THE REQUEST: Starting at the line that contains "Objective — one point per instance of the metal" and continuing through the last item, reproduce those lines with "Objective" swapped for "Goal" and nothing else altered.

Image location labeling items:
···
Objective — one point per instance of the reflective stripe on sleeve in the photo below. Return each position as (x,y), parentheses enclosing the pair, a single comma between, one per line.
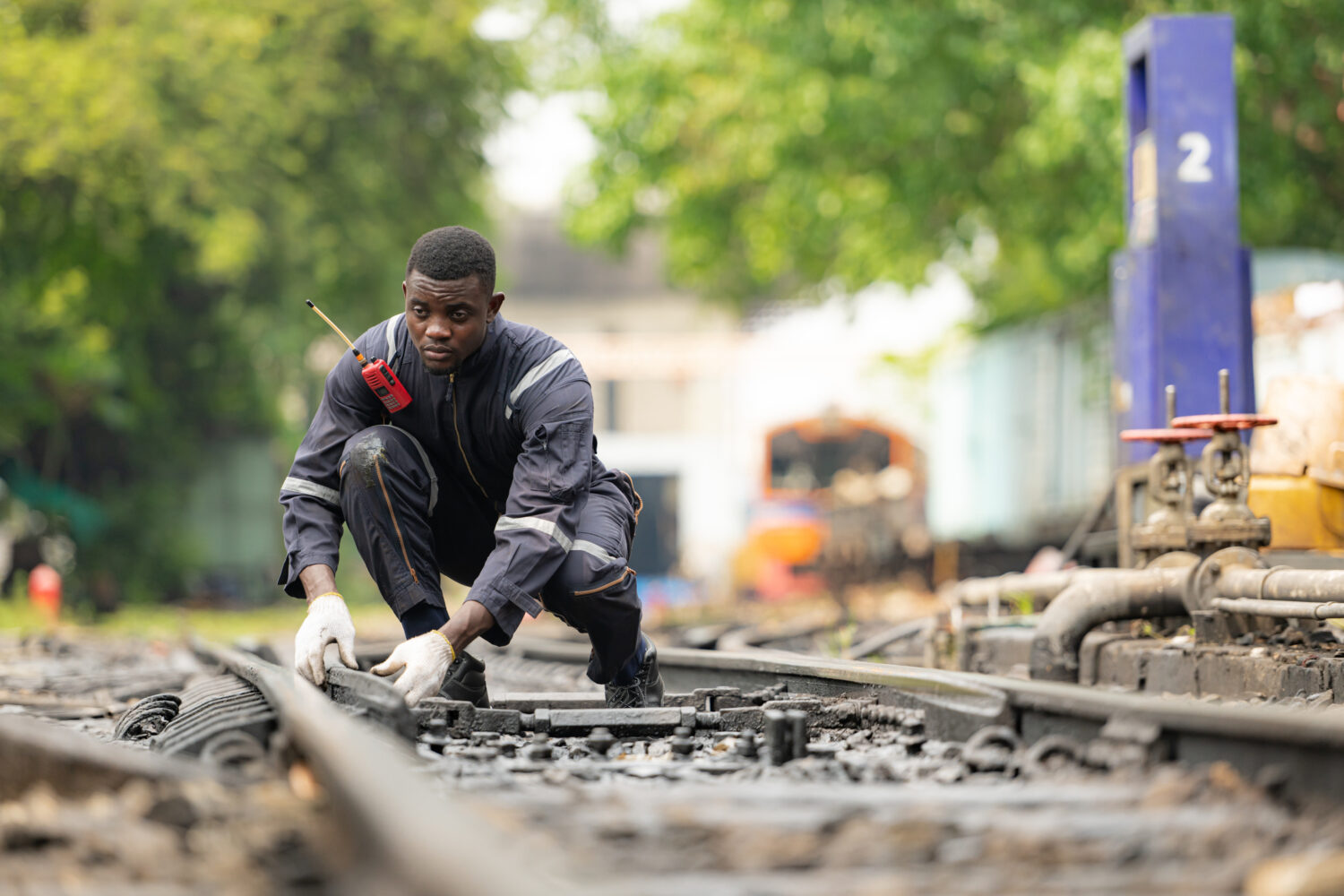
(535,375)
(596,549)
(392,338)
(546,527)
(312,489)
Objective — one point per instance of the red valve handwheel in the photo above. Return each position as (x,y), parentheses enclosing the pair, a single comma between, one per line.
(1185,435)
(1225,422)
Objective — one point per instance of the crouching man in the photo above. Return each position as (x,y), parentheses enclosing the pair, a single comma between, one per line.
(488,477)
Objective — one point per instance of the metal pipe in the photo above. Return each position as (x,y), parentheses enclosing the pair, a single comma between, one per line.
(1042,586)
(1281,608)
(1282,583)
(1107,595)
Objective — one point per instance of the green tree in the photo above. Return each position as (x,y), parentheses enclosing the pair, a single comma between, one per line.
(175,177)
(789,147)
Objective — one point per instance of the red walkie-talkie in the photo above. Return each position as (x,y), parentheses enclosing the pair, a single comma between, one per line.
(376,374)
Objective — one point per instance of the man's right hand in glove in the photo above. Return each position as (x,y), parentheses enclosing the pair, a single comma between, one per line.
(328,619)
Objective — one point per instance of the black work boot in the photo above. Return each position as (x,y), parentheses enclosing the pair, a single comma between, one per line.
(465,680)
(644,691)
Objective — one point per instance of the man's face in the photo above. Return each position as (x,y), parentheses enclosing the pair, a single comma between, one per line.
(448,319)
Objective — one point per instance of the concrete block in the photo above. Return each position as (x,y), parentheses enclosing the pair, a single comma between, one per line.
(1120,664)
(1305,680)
(1171,672)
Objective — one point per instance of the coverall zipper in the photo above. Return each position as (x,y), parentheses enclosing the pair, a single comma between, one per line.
···
WRITTEN ANSWER:
Goal — one point per instance of the metal pipe in the photo above. Return each position as (x,y), parentheses enclosing the pair, a single comma between, one per line.
(1042,586)
(1281,608)
(1282,583)
(1107,595)
Goal — one point per instance of the green tree in the photo above. Return each position as (x,y), parentheses enclosing the pair, a single comma between, one per line.
(175,177)
(789,147)
Goal — one point per instance of the red walkie-talkie in the photo above. Return each position as (x,y), parentheses enclosing the pair, a single comma between, one per line.
(376,374)
Goal — one point per instance of the man's right hand in glove in the photo above. Return each position as (x,y), parentheses enclosing the pair, a single comma between, one per line.
(328,619)
Goal — one point per instance of the black work boot in the photo above. Return each position as (x,y), parentheses enclosing the pair, a single comma between, one per line.
(465,680)
(644,691)
Goal — one point per instance of the man's face in the photo above. Return each position as (x,y), parentheses enclosing the pair, a single comma between, one per line.
(448,319)
Goal — one point per instance of the concrete block in the photo above. Return each position as (x,y), parentheses enclosing the pair, a single comma between, one per line.
(1120,664)
(1305,680)
(1171,672)
Goal — one point per instance of the coverall zipper in the photo above. Return each position as (x,y), parentheses enclosing the pair, a single comma between, one per line.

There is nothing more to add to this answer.